▶ **EXCERPTED PASSAGE**
☆ ☆ ☆ ☆ ☆

Insects can ruin a camping trip. You need a Repellent which works. These guys are the solution. There has been a move by the touchy-feely crowd to bombard us with ‘natural’ ones which will see you eaten alive. Be warned. The product must have Deet (not so much it melts your raincoat, but lots). And if you are going somewhere which you know is seriously infested (eg with murderous giant sandflies – like the West Coast and Fiordland NZ) then it’s good if it also contains another repellent as well, eg Dimp. I usually use Ultraguard which has 30% of each! If you are allergic to either of these products, stay home!
Even so, you do get bitten occasionally (and those NZ sandflies can turn me into something which resembles the surface of the moon – only monstrously itchy!) Unexpectedly unprotected spots need to be considered. The part of your hair. Most caps, for example, have a gap where they adjust at the back. Some hiking shirts are (thoughtfully?) provided with (non insect screened) vents. Some materials are too open-woven so that those nasty probosci can punch right through them. I choose close woven lightweight nylon in those circumstances, even though you end up smelling like a horse! Wool is better. Icebreaker has a nice new shirt, the Departure 2 which should be considered.

☆ ☆ ☆ ☆ ☆

▶ **INFORMATION PROVIDED**
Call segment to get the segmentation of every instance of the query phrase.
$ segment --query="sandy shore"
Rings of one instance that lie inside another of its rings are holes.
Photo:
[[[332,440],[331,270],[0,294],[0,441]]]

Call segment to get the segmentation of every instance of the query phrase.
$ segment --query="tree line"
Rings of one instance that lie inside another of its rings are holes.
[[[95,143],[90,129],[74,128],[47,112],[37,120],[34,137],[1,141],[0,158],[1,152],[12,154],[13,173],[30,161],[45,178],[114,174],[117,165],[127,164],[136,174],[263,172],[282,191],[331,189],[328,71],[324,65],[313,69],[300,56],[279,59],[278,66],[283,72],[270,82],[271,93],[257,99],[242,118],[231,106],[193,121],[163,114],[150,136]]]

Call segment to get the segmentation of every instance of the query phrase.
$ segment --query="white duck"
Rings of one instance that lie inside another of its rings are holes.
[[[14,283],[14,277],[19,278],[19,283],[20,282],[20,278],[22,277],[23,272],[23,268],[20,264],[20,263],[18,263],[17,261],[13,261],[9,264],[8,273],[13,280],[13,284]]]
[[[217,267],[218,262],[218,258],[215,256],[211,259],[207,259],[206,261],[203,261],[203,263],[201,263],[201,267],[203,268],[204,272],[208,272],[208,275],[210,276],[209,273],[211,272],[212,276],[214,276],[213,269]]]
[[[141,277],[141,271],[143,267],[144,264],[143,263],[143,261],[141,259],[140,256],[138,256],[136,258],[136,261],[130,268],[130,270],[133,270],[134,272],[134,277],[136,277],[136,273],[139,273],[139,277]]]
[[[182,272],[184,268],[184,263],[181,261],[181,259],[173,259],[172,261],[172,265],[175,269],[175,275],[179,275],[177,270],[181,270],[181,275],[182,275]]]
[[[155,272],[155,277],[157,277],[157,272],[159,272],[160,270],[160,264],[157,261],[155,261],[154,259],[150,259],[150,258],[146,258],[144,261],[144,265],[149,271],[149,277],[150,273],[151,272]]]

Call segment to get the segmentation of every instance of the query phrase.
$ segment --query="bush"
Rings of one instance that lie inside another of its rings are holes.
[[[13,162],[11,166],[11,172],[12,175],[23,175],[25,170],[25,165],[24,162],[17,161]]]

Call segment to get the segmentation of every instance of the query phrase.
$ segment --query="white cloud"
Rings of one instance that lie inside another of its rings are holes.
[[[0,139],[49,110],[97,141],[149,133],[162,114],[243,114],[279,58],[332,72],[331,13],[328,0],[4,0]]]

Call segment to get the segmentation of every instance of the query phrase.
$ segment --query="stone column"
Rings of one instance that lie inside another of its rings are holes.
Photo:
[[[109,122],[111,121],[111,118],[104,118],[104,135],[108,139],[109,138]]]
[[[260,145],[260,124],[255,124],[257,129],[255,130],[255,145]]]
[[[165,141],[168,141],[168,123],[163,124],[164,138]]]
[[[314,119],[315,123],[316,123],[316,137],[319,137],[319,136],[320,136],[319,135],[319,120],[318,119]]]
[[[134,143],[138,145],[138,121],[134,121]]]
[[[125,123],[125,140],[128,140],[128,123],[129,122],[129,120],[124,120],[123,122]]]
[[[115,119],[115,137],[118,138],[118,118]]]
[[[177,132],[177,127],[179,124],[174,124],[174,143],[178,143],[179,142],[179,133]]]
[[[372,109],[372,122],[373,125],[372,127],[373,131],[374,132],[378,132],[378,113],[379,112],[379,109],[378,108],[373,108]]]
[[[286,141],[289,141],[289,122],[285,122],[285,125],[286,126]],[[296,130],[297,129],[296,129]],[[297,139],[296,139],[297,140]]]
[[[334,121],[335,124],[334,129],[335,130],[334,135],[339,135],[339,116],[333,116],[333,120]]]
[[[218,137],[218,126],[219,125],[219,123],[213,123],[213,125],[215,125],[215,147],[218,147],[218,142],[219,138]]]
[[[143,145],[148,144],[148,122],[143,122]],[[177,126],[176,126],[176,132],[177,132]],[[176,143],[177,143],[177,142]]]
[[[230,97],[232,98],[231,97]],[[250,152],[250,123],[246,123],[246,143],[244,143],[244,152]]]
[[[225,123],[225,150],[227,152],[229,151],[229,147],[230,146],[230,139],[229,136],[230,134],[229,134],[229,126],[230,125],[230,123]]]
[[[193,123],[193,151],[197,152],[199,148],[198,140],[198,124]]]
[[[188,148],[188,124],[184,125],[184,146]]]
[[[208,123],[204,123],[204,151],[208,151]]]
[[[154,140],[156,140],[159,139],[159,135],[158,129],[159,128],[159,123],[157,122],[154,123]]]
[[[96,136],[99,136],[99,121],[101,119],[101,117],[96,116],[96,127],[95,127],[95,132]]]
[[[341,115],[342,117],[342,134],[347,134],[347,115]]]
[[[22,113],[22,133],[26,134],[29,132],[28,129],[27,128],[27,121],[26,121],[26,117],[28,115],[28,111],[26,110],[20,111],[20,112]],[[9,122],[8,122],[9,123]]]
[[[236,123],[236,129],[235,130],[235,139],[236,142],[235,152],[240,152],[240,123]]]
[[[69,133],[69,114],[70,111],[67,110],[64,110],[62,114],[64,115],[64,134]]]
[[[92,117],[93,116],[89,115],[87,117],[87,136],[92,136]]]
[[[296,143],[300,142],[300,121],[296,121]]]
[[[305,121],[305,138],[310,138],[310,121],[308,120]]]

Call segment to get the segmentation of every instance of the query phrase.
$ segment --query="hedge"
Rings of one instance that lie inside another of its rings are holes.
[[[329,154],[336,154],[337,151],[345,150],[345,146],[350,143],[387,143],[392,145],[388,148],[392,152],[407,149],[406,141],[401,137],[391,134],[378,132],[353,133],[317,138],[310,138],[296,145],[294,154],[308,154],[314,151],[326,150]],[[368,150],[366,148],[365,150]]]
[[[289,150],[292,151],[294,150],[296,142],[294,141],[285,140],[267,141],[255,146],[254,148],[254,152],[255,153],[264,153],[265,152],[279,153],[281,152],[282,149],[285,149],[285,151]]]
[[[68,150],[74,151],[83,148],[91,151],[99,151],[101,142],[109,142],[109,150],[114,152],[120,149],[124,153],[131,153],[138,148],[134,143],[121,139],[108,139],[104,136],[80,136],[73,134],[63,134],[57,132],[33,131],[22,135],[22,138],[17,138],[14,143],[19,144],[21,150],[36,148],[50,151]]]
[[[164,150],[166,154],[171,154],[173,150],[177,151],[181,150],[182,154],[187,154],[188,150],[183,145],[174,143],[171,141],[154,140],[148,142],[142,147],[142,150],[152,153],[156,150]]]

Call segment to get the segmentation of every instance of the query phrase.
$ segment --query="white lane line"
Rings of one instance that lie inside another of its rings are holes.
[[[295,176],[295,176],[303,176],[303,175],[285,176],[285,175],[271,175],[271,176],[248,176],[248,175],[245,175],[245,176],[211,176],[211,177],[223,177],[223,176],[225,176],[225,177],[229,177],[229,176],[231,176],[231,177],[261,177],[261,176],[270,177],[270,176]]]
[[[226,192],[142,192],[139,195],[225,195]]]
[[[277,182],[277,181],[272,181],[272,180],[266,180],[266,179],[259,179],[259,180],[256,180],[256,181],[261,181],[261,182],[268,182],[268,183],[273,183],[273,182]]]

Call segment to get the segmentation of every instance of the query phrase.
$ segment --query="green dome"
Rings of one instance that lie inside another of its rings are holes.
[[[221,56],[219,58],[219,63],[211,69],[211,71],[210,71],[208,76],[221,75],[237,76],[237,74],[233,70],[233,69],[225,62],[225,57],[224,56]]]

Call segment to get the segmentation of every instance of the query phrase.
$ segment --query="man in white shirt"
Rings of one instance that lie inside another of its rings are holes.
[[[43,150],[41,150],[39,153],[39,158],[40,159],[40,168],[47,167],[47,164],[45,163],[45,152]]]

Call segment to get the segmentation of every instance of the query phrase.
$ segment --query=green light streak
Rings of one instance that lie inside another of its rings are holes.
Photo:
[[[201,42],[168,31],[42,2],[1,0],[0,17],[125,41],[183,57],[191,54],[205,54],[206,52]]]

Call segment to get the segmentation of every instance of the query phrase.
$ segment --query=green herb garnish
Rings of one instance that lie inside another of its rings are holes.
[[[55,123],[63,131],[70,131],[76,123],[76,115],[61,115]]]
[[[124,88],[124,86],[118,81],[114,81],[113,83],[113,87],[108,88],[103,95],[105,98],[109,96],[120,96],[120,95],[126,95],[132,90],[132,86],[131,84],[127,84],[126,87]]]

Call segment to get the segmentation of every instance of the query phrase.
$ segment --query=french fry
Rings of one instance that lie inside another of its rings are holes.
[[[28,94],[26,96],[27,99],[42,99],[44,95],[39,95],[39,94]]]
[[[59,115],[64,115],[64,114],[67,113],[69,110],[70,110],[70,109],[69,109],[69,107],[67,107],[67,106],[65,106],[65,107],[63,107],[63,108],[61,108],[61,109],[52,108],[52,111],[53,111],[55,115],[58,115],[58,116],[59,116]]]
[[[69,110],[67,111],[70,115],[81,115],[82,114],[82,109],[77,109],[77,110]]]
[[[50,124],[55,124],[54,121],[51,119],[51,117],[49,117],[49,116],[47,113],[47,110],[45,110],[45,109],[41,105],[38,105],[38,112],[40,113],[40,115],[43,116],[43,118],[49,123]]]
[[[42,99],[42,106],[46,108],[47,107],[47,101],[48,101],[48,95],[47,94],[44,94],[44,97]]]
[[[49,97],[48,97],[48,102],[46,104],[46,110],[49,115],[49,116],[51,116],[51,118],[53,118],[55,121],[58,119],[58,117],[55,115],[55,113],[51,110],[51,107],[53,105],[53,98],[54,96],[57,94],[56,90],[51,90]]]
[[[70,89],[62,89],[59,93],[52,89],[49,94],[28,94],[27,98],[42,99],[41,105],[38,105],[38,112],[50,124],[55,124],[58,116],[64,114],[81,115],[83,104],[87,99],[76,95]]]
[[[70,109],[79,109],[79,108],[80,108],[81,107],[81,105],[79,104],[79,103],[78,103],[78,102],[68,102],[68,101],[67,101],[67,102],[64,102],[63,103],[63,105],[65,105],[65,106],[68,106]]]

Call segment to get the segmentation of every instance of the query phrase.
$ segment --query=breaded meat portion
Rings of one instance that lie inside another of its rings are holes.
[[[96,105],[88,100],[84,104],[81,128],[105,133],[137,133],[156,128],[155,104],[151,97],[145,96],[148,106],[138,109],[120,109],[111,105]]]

☆ ☆ ☆ ☆ ☆

▶ **ACTIVITIES**
a – Write out the passage on insect repellent word for word, starting at "Even so, you" and ending at "should be considered.".
b – In the insect repellent text, render this sentence in Spanish: "Insects can ruin a camping trip."
Rely only on the text about insect repellent.

▶ **EXERCISE SOLUTIONS**
a –
Even so, you do get bitten occasionally (and those NZ sandflies can turn me into something which resembles the surface of the moon – only monstrously itchy!) Unexpectedly unprotected spots need to be considered. The part of your hair. Most caps, for example, have a gap where they adjust at the back. Some hiking shirts are (thoughtfully?) provided with (non insect screened) vents. Some materials are too open-woven so that those nasty probosci can punch right through them. I choose close woven lightweight nylon in those circumstances, even though you end up smelling like a horse! Wool is better. Icebreaker has a nice new shirt, the Departure 2 which should be considered.

b – Los insectos pueden arruinar un viaje de campamento.